§ PROBLEM DETAILS:
Word for word, copy each record that comes after this.

§ RECORDS FOR THE EXERCISE:

* * * * * * * * *

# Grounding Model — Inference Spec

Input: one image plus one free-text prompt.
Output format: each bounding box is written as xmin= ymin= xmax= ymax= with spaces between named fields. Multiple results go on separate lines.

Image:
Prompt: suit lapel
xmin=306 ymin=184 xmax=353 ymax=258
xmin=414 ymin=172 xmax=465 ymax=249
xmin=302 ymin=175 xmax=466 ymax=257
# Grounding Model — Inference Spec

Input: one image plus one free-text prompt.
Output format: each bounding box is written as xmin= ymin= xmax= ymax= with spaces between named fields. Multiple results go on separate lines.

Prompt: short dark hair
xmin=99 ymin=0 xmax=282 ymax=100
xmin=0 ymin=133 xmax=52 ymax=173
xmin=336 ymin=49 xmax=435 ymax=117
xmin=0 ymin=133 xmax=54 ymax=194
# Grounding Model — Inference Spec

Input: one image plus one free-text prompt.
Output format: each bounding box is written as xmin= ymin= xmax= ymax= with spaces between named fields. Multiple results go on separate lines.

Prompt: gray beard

* * * * * * * * *

§ SOLUTION:
# Grounding Model — Inference Spec

Input: one image plus one free-text prompt.
Output format: each bounding box is written as xmin= ymin= xmax= ymax= with spaces between named fields. Multiple results go on separate lines.

Image:
Prompt: suit lapel
xmin=306 ymin=184 xmax=353 ymax=258
xmin=414 ymin=172 xmax=465 ymax=249
xmin=302 ymin=175 xmax=466 ymax=257
# Grounding Model — Inference Spec

Input: one image plus one free-text prompt.
Output format: each bounding box is written as xmin= ymin= xmax= ymax= with spaces between named fields. Multiple results go on separate lines.

Prompt: short dark hair
xmin=99 ymin=0 xmax=282 ymax=100
xmin=0 ymin=133 xmax=52 ymax=173
xmin=336 ymin=49 xmax=435 ymax=117
xmin=0 ymin=133 xmax=54 ymax=194
# Grounding Model — Inference Spec

Input: one image plus one free-text prompt.
Output format: each bounding box is written as xmin= ymin= xmax= ymax= with spaces between named fields. Multiple results go on separate lines.

Prompt: gray beard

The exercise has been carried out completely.